• **Texto fornecido**:
Se foi azarão no primeiro turno, no segundo ele mostrou que seu apoio popular é real e continuou na liderança das pesquisas mesmo após a união em torno de Keiko formada por grupos midiáticos e pelas elites políticas liberais, incluindo o escritor Mário Vargas Llosa. Na apuração, aos 94.847 %, Castillo ocupa a dianteira com 50,165% dos votos contra 49,835% de Keiko. A margem, apertada, é superior a das eleições de 2016, quando Pedro Paulo Kucinski, o PPK, venceu a filha do ex-ditador por apenas 0,24 ponto percentual.

Quem é Castillo?

Professor na província de Cajamarca, Castillo ganhou projeção nacional quando liderou a greve nacional de docentes de 2017, que paralisou as aulas por três semanas exigindo melhores condições para profissionais de educação. Não é à toa que seu slogan eleitoral é “Palavra de Mestre” e seu símbolo é um lápis gigante.

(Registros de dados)
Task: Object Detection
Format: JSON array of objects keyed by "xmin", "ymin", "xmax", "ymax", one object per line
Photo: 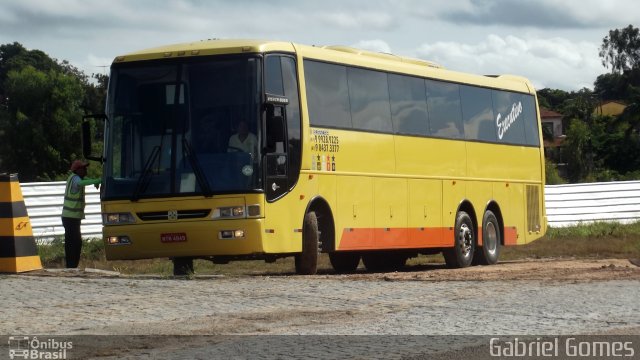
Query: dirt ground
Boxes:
[
  {"xmin": 28, "ymin": 259, "xmax": 640, "ymax": 281},
  {"xmin": 0, "ymin": 259, "xmax": 640, "ymax": 359}
]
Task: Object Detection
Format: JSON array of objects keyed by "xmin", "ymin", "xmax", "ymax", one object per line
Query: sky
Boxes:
[{"xmin": 0, "ymin": 0, "xmax": 640, "ymax": 91}]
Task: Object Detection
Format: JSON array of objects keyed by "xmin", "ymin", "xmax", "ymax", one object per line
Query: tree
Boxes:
[
  {"xmin": 0, "ymin": 42, "xmax": 108, "ymax": 181},
  {"xmin": 565, "ymin": 119, "xmax": 594, "ymax": 182},
  {"xmin": 0, "ymin": 65, "xmax": 83, "ymax": 181},
  {"xmin": 600, "ymin": 25, "xmax": 640, "ymax": 73}
]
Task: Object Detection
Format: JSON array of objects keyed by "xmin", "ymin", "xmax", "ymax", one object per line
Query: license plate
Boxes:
[{"xmin": 160, "ymin": 233, "xmax": 187, "ymax": 242}]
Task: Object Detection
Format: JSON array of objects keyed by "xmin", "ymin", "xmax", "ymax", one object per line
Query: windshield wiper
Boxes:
[
  {"xmin": 131, "ymin": 146, "xmax": 162, "ymax": 201},
  {"xmin": 182, "ymin": 137, "xmax": 213, "ymax": 197}
]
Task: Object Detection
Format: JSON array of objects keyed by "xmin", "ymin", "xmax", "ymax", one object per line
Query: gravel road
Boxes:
[{"xmin": 0, "ymin": 260, "xmax": 640, "ymax": 358}]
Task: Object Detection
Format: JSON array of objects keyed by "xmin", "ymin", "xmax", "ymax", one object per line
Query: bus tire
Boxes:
[
  {"xmin": 476, "ymin": 210, "xmax": 502, "ymax": 265},
  {"xmin": 442, "ymin": 211, "xmax": 476, "ymax": 268},
  {"xmin": 329, "ymin": 251, "xmax": 360, "ymax": 274},
  {"xmin": 295, "ymin": 211, "xmax": 320, "ymax": 275},
  {"xmin": 362, "ymin": 251, "xmax": 407, "ymax": 272},
  {"xmin": 173, "ymin": 257, "xmax": 194, "ymax": 276}
]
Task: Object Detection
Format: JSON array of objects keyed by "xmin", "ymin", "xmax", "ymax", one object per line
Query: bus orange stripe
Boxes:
[
  {"xmin": 338, "ymin": 228, "xmax": 453, "ymax": 250},
  {"xmin": 337, "ymin": 227, "xmax": 518, "ymax": 250}
]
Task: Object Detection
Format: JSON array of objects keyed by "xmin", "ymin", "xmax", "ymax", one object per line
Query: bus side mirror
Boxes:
[
  {"xmin": 267, "ymin": 111, "xmax": 286, "ymax": 152},
  {"xmin": 82, "ymin": 114, "xmax": 107, "ymax": 162}
]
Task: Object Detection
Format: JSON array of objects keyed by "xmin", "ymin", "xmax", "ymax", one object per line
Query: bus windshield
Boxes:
[{"xmin": 103, "ymin": 56, "xmax": 262, "ymax": 200}]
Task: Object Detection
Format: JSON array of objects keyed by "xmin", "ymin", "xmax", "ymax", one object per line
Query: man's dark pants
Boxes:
[{"xmin": 62, "ymin": 217, "xmax": 82, "ymax": 268}]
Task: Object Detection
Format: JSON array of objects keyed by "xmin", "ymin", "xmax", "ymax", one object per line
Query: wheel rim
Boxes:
[
  {"xmin": 458, "ymin": 224, "xmax": 473, "ymax": 257},
  {"xmin": 482, "ymin": 222, "xmax": 498, "ymax": 255}
]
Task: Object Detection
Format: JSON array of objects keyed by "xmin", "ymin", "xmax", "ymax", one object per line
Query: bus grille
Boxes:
[
  {"xmin": 136, "ymin": 209, "xmax": 211, "ymax": 221},
  {"xmin": 526, "ymin": 185, "xmax": 541, "ymax": 232}
]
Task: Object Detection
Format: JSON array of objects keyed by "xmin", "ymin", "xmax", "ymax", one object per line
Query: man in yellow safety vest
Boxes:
[{"xmin": 62, "ymin": 160, "xmax": 101, "ymax": 268}]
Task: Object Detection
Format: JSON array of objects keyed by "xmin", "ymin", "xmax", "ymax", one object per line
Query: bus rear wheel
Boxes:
[
  {"xmin": 442, "ymin": 211, "xmax": 476, "ymax": 268},
  {"xmin": 295, "ymin": 211, "xmax": 320, "ymax": 275},
  {"xmin": 329, "ymin": 251, "xmax": 360, "ymax": 274},
  {"xmin": 476, "ymin": 210, "xmax": 502, "ymax": 265}
]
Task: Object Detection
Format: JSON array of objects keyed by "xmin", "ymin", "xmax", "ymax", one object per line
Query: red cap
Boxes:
[{"xmin": 71, "ymin": 160, "xmax": 89, "ymax": 171}]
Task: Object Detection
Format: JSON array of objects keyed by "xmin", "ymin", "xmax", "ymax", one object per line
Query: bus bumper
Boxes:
[{"xmin": 103, "ymin": 219, "xmax": 264, "ymax": 260}]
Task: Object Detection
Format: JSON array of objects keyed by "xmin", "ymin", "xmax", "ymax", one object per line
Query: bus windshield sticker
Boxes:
[{"xmin": 496, "ymin": 101, "xmax": 522, "ymax": 140}]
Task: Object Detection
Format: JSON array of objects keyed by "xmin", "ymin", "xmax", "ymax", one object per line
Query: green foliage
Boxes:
[
  {"xmin": 600, "ymin": 25, "xmax": 640, "ymax": 73},
  {"xmin": 0, "ymin": 42, "xmax": 108, "ymax": 182},
  {"xmin": 565, "ymin": 119, "xmax": 594, "ymax": 182},
  {"xmin": 546, "ymin": 222, "xmax": 640, "ymax": 238},
  {"xmin": 544, "ymin": 159, "xmax": 566, "ymax": 185}
]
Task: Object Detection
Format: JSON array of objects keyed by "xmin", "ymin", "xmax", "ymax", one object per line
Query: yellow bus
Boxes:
[{"xmin": 83, "ymin": 40, "xmax": 546, "ymax": 274}]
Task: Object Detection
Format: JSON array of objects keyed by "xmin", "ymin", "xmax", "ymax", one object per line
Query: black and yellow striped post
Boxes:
[{"xmin": 0, "ymin": 173, "xmax": 42, "ymax": 273}]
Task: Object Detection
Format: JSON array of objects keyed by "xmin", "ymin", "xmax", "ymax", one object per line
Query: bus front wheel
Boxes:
[
  {"xmin": 476, "ymin": 210, "xmax": 501, "ymax": 265},
  {"xmin": 442, "ymin": 211, "xmax": 476, "ymax": 268},
  {"xmin": 295, "ymin": 211, "xmax": 320, "ymax": 275}
]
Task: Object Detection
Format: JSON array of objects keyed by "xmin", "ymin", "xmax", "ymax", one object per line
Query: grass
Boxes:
[{"xmin": 38, "ymin": 222, "xmax": 640, "ymax": 276}]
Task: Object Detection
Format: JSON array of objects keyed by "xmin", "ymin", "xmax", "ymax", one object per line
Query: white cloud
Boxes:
[
  {"xmin": 318, "ymin": 12, "xmax": 393, "ymax": 30},
  {"xmin": 417, "ymin": 34, "xmax": 604, "ymax": 90},
  {"xmin": 352, "ymin": 39, "xmax": 391, "ymax": 54}
]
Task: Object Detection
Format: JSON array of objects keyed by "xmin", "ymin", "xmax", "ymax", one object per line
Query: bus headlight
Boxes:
[
  {"xmin": 247, "ymin": 204, "xmax": 261, "ymax": 217},
  {"xmin": 102, "ymin": 213, "xmax": 136, "ymax": 225},
  {"xmin": 211, "ymin": 206, "xmax": 245, "ymax": 219}
]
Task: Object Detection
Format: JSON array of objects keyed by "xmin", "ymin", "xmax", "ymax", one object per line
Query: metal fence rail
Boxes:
[
  {"xmin": 20, "ymin": 181, "xmax": 640, "ymax": 238},
  {"xmin": 544, "ymin": 181, "xmax": 640, "ymax": 227}
]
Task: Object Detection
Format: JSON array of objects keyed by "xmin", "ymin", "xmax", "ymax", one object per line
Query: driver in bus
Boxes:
[{"xmin": 227, "ymin": 120, "xmax": 258, "ymax": 158}]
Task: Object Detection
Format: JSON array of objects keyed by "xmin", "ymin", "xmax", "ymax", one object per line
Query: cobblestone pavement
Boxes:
[{"xmin": 0, "ymin": 260, "xmax": 640, "ymax": 359}]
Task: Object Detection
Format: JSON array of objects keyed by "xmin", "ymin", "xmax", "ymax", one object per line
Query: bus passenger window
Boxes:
[
  {"xmin": 389, "ymin": 74, "xmax": 429, "ymax": 135},
  {"xmin": 427, "ymin": 80, "xmax": 464, "ymax": 139}
]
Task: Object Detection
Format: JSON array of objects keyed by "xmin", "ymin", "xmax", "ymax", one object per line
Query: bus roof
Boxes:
[{"xmin": 114, "ymin": 39, "xmax": 534, "ymax": 93}]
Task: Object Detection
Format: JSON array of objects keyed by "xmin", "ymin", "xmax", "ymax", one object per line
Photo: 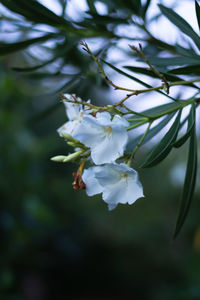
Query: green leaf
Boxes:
[
  {"xmin": 195, "ymin": 0, "xmax": 200, "ymax": 29},
  {"xmin": 158, "ymin": 4, "xmax": 200, "ymax": 49},
  {"xmin": 169, "ymin": 64, "xmax": 200, "ymax": 75},
  {"xmin": 126, "ymin": 113, "xmax": 175, "ymax": 152},
  {"xmin": 12, "ymin": 57, "xmax": 57, "ymax": 72},
  {"xmin": 0, "ymin": 34, "xmax": 54, "ymax": 55},
  {"xmin": 174, "ymin": 126, "xmax": 197, "ymax": 238},
  {"xmin": 138, "ymin": 102, "xmax": 181, "ymax": 118},
  {"xmin": 149, "ymin": 56, "xmax": 200, "ymax": 66},
  {"xmin": 141, "ymin": 109, "xmax": 182, "ymax": 168},
  {"xmin": 101, "ymin": 59, "xmax": 177, "ymax": 101},
  {"xmin": 123, "ymin": 66, "xmax": 185, "ymax": 81},
  {"xmin": 1, "ymin": 0, "xmax": 69, "ymax": 26},
  {"xmin": 173, "ymin": 103, "xmax": 195, "ymax": 148}
]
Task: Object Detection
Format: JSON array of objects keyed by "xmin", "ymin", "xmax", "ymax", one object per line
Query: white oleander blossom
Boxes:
[
  {"xmin": 82, "ymin": 163, "xmax": 144, "ymax": 210},
  {"xmin": 57, "ymin": 94, "xmax": 91, "ymax": 136},
  {"xmin": 73, "ymin": 112, "xmax": 129, "ymax": 165}
]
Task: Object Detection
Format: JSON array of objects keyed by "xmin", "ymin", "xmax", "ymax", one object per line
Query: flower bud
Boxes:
[
  {"xmin": 62, "ymin": 132, "xmax": 74, "ymax": 141},
  {"xmin": 63, "ymin": 150, "xmax": 85, "ymax": 162},
  {"xmin": 51, "ymin": 150, "xmax": 85, "ymax": 162}
]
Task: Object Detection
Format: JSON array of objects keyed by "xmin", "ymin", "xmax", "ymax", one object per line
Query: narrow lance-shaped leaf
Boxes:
[
  {"xmin": 149, "ymin": 55, "xmax": 200, "ymax": 67},
  {"xmin": 159, "ymin": 4, "xmax": 200, "ymax": 49},
  {"xmin": 126, "ymin": 113, "xmax": 175, "ymax": 152},
  {"xmin": 123, "ymin": 66, "xmax": 195, "ymax": 87},
  {"xmin": 169, "ymin": 64, "xmax": 200, "ymax": 75},
  {"xmin": 102, "ymin": 59, "xmax": 177, "ymax": 102},
  {"xmin": 141, "ymin": 109, "xmax": 182, "ymax": 168},
  {"xmin": 0, "ymin": 34, "xmax": 54, "ymax": 55},
  {"xmin": 174, "ymin": 122, "xmax": 197, "ymax": 238},
  {"xmin": 195, "ymin": 1, "xmax": 200, "ymax": 30},
  {"xmin": 173, "ymin": 103, "xmax": 195, "ymax": 148}
]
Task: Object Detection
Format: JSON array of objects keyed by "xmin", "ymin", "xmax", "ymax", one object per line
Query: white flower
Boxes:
[
  {"xmin": 82, "ymin": 163, "xmax": 144, "ymax": 210},
  {"xmin": 73, "ymin": 112, "xmax": 129, "ymax": 165},
  {"xmin": 57, "ymin": 94, "xmax": 91, "ymax": 136}
]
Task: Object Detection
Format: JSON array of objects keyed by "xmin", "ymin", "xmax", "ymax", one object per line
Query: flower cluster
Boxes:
[{"xmin": 52, "ymin": 94, "xmax": 144, "ymax": 210}]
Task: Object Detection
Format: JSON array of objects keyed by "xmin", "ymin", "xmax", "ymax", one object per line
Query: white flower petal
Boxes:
[
  {"xmin": 112, "ymin": 115, "xmax": 130, "ymax": 127},
  {"xmin": 57, "ymin": 94, "xmax": 91, "ymax": 136},
  {"xmin": 73, "ymin": 112, "xmax": 128, "ymax": 165},
  {"xmin": 95, "ymin": 163, "xmax": 144, "ymax": 210},
  {"xmin": 82, "ymin": 167, "xmax": 102, "ymax": 196},
  {"xmin": 57, "ymin": 120, "xmax": 79, "ymax": 137},
  {"xmin": 73, "ymin": 115, "xmax": 104, "ymax": 147}
]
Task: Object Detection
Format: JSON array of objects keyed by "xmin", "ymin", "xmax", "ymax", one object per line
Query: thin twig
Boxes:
[{"xmin": 129, "ymin": 43, "xmax": 169, "ymax": 94}]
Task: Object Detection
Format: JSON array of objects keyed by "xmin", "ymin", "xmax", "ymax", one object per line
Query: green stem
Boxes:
[{"xmin": 130, "ymin": 121, "xmax": 153, "ymax": 160}]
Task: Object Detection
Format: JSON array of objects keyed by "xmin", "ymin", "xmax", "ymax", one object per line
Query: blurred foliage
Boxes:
[{"xmin": 0, "ymin": 0, "xmax": 200, "ymax": 300}]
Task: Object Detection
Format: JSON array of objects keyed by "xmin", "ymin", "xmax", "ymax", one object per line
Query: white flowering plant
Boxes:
[
  {"xmin": 0, "ymin": 0, "xmax": 200, "ymax": 236},
  {"xmin": 51, "ymin": 42, "xmax": 200, "ymax": 236}
]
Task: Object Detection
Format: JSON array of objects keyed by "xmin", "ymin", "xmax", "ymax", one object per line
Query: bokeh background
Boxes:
[{"xmin": 0, "ymin": 1, "xmax": 200, "ymax": 300}]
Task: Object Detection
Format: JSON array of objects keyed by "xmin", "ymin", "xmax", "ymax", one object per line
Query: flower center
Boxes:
[
  {"xmin": 104, "ymin": 126, "xmax": 112, "ymax": 136},
  {"xmin": 120, "ymin": 172, "xmax": 128, "ymax": 182}
]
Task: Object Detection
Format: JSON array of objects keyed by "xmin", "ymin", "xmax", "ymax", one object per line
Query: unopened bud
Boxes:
[
  {"xmin": 67, "ymin": 142, "xmax": 77, "ymax": 147},
  {"xmin": 63, "ymin": 150, "xmax": 85, "ymax": 162},
  {"xmin": 62, "ymin": 132, "xmax": 74, "ymax": 141}
]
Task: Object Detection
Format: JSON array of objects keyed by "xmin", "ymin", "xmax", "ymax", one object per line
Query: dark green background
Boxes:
[{"xmin": 0, "ymin": 1, "xmax": 200, "ymax": 300}]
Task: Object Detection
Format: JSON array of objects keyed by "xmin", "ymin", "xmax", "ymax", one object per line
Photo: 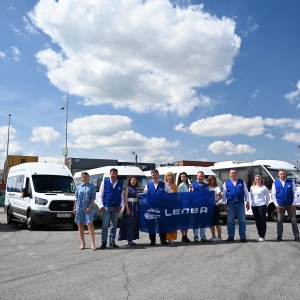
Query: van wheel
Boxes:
[
  {"xmin": 6, "ymin": 207, "xmax": 13, "ymax": 225},
  {"xmin": 27, "ymin": 213, "xmax": 36, "ymax": 230}
]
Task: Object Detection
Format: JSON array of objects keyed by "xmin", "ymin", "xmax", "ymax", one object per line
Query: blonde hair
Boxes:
[
  {"xmin": 252, "ymin": 175, "xmax": 265, "ymax": 186},
  {"xmin": 164, "ymin": 171, "xmax": 175, "ymax": 184}
]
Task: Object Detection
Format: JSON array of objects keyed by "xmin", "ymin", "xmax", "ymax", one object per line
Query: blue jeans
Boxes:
[
  {"xmin": 102, "ymin": 207, "xmax": 119, "ymax": 244},
  {"xmin": 193, "ymin": 228, "xmax": 205, "ymax": 239},
  {"xmin": 227, "ymin": 202, "xmax": 246, "ymax": 239}
]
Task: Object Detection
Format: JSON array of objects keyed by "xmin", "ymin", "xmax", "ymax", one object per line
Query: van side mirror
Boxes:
[{"xmin": 22, "ymin": 188, "xmax": 29, "ymax": 198}]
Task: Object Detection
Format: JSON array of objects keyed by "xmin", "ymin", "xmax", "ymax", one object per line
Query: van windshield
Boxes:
[
  {"xmin": 32, "ymin": 175, "xmax": 75, "ymax": 194},
  {"xmin": 267, "ymin": 168, "xmax": 300, "ymax": 186}
]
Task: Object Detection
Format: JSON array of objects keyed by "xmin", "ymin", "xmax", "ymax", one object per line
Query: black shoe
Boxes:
[
  {"xmin": 100, "ymin": 243, "xmax": 106, "ymax": 250},
  {"xmin": 181, "ymin": 235, "xmax": 190, "ymax": 243},
  {"xmin": 109, "ymin": 241, "xmax": 119, "ymax": 248},
  {"xmin": 160, "ymin": 240, "xmax": 169, "ymax": 246},
  {"xmin": 127, "ymin": 242, "xmax": 136, "ymax": 246}
]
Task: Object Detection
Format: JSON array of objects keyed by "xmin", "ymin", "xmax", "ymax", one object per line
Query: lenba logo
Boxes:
[{"xmin": 144, "ymin": 208, "xmax": 160, "ymax": 220}]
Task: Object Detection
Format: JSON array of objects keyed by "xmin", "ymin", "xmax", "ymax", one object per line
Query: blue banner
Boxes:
[{"xmin": 139, "ymin": 191, "xmax": 215, "ymax": 233}]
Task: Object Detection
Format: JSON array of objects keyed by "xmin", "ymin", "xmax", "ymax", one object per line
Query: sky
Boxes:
[{"xmin": 0, "ymin": 0, "xmax": 300, "ymax": 169}]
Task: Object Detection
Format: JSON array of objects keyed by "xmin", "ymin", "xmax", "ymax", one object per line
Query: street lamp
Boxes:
[
  {"xmin": 60, "ymin": 90, "xmax": 69, "ymax": 165},
  {"xmin": 6, "ymin": 114, "xmax": 11, "ymax": 164},
  {"xmin": 131, "ymin": 151, "xmax": 137, "ymax": 167}
]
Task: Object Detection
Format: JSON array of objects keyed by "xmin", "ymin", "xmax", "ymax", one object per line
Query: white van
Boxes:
[
  {"xmin": 211, "ymin": 160, "xmax": 300, "ymax": 222},
  {"xmin": 74, "ymin": 166, "xmax": 147, "ymax": 220},
  {"xmin": 4, "ymin": 162, "xmax": 76, "ymax": 230},
  {"xmin": 144, "ymin": 166, "xmax": 227, "ymax": 222}
]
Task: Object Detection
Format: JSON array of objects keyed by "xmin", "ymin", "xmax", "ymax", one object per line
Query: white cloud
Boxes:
[
  {"xmin": 189, "ymin": 114, "xmax": 265, "ymax": 136},
  {"xmin": 282, "ymin": 132, "xmax": 300, "ymax": 144},
  {"xmin": 207, "ymin": 141, "xmax": 256, "ymax": 155},
  {"xmin": 284, "ymin": 80, "xmax": 300, "ymax": 102},
  {"xmin": 174, "ymin": 123, "xmax": 187, "ymax": 132},
  {"xmin": 30, "ymin": 126, "xmax": 60, "ymax": 145},
  {"xmin": 29, "ymin": 0, "xmax": 241, "ymax": 116},
  {"xmin": 68, "ymin": 115, "xmax": 179, "ymax": 161}
]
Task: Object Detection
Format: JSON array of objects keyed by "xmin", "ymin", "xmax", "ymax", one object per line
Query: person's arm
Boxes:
[
  {"xmin": 271, "ymin": 182, "xmax": 278, "ymax": 207},
  {"xmin": 99, "ymin": 180, "xmax": 104, "ymax": 212},
  {"xmin": 222, "ymin": 182, "xmax": 226, "ymax": 204},
  {"xmin": 124, "ymin": 187, "xmax": 130, "ymax": 215}
]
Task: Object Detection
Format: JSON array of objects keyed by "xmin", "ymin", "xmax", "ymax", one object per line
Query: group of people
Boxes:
[{"xmin": 74, "ymin": 168, "xmax": 300, "ymax": 250}]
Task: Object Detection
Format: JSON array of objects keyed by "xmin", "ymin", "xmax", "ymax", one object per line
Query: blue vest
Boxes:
[
  {"xmin": 226, "ymin": 178, "xmax": 245, "ymax": 203},
  {"xmin": 274, "ymin": 179, "xmax": 294, "ymax": 206},
  {"xmin": 103, "ymin": 179, "xmax": 123, "ymax": 207},
  {"xmin": 192, "ymin": 181, "xmax": 209, "ymax": 192},
  {"xmin": 147, "ymin": 181, "xmax": 165, "ymax": 194}
]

• **Tarefa escrita**: Cite todas as pessoas mencionadas pelo nome no texto fornecido.

• **Resposta à tarefa**: As pessoas mencionadas pelo nome são Castillo, Keiko, Mário Vargas Llosa e Pedro Paulo Kucinski, também chamado de PPK.